Jeudi jour glorieux. Jour des seigneurs. Jour du Suprême. Comme la vie de pigiste est au-delà de la simple précarité juste une existence misérable, (
lui, il en parle avec brio - comme à son habitude) il faut bien aller vendre sa force de travail ailleurs pour arrondir les fins de mois - surtout quand on a un déménagement en vue. Nota Bene : JE CHERCHE TOUJOURS UN APPART...
Elle nous avait trouvé un plan "travaillonspluspourgagnerplusetvoyonsgratuitementleconcertdeNTM". Le fameux Bercy de reformation du groupe devait être enregistré et le cd du live vendu 10 minutes après la fin du concert. (Excellente idée pour se faire plus de thunes, jouer à mort sur l'émotionnel, l'achat compulsif)
15h : On croise Kool Shen. La journée commence bien. Je feins un air détaché du genre "bah ouais, c'est Kool Shen quoi, normal" et puise dans toutes mes réserves, des heures passées à pratiquer les Exercices Spirituels de Saint-Ignace de Loyola pour ne pas me rouler à ses pieds en hullulant de plaisir.

## Données fournies

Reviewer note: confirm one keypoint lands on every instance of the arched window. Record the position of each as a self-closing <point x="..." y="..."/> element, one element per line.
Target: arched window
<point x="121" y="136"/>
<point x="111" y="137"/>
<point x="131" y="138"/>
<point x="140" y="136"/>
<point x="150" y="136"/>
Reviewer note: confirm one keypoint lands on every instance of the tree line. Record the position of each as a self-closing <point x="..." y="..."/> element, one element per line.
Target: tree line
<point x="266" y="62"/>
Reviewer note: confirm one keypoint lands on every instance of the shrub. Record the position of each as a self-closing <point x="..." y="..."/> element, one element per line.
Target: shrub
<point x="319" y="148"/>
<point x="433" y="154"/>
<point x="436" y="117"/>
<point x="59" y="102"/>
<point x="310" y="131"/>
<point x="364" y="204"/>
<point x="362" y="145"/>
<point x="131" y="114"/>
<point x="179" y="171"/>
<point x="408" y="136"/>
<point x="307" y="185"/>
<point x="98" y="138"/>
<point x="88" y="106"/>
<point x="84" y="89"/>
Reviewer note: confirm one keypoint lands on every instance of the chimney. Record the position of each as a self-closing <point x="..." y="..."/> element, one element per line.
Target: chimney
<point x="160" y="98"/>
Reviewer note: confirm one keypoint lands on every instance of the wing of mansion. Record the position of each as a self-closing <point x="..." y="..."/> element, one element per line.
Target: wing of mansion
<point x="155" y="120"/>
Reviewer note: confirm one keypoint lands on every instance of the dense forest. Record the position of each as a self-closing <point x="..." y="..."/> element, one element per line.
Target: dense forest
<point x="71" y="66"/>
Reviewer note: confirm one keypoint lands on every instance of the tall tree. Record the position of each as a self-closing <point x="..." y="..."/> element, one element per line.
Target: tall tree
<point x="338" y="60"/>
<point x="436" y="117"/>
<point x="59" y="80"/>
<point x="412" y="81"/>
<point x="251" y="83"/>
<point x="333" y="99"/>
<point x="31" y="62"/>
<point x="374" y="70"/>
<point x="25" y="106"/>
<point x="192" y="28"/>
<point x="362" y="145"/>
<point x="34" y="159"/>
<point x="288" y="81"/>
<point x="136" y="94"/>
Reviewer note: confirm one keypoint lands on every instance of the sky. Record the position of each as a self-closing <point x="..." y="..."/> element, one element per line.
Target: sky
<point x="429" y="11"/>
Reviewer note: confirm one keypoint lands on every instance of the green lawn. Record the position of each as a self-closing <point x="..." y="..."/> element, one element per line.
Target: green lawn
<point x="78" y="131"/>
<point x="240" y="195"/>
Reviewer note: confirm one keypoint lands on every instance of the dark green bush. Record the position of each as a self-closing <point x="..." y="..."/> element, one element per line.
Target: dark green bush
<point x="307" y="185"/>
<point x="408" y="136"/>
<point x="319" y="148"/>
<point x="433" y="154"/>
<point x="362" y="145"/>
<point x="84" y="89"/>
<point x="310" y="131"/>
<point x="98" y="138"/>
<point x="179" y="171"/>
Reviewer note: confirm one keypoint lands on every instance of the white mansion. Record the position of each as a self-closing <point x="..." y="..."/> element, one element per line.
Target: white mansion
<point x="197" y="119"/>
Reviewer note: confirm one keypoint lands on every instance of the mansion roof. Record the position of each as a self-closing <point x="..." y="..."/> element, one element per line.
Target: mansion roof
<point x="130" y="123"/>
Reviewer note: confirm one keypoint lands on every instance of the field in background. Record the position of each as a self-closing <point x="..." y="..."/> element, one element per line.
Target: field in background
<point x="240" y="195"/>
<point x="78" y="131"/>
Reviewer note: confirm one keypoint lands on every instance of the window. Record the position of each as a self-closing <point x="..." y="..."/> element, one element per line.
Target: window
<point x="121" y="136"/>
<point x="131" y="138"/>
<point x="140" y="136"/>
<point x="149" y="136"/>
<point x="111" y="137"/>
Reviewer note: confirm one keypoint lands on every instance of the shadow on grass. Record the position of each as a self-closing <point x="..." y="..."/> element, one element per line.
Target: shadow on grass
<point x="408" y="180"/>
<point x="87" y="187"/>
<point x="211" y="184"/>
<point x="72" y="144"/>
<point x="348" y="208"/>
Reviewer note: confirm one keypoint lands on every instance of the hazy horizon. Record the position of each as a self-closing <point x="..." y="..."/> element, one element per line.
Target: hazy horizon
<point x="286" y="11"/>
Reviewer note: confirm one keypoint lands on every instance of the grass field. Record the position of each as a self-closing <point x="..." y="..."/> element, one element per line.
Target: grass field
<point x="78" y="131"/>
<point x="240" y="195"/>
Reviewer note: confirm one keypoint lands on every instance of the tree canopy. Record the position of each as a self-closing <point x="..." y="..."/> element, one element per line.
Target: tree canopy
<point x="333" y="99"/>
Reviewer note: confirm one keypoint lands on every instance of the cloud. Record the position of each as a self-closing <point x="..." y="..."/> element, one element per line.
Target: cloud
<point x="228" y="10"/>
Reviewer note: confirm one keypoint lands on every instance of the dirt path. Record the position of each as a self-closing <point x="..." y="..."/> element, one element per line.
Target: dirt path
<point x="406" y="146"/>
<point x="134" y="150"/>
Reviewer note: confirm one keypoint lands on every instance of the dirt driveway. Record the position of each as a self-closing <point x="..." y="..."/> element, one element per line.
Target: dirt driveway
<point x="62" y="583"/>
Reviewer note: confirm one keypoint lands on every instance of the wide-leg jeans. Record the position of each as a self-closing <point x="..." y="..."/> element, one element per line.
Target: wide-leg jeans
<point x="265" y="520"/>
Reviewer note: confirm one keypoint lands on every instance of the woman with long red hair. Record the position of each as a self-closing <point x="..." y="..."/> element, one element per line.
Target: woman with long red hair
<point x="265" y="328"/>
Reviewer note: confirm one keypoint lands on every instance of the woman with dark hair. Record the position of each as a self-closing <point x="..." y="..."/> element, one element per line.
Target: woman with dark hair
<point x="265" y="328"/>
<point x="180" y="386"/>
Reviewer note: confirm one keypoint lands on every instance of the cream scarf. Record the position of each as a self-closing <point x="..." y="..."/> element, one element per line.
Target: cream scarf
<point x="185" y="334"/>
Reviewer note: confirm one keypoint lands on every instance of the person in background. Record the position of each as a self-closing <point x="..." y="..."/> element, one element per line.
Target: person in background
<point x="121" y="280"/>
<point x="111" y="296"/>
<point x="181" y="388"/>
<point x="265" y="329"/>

## Objectif visé
Les affirmations suivantes concordent-elles avec l'extrait ? (a) Le concert de Bercy devait être enregistré. (b) Le cd du live devait être mis en vente une heure après la fin du concert. (c) La rencontre avec Kool Shen a lieu à 15h. Répondez par oui ou non, en citant chaque fois les mots de l'extrait qui tranchent.

## Corrigé rédigé
(a) Oui : « Le fameux Bercy de reformation du groupe devait être enregistré ».
(b) Non : « le cd du live vendu 10 minutes après la fin du concert ».
(c) Oui : « 15h : On croise Kool Shen. »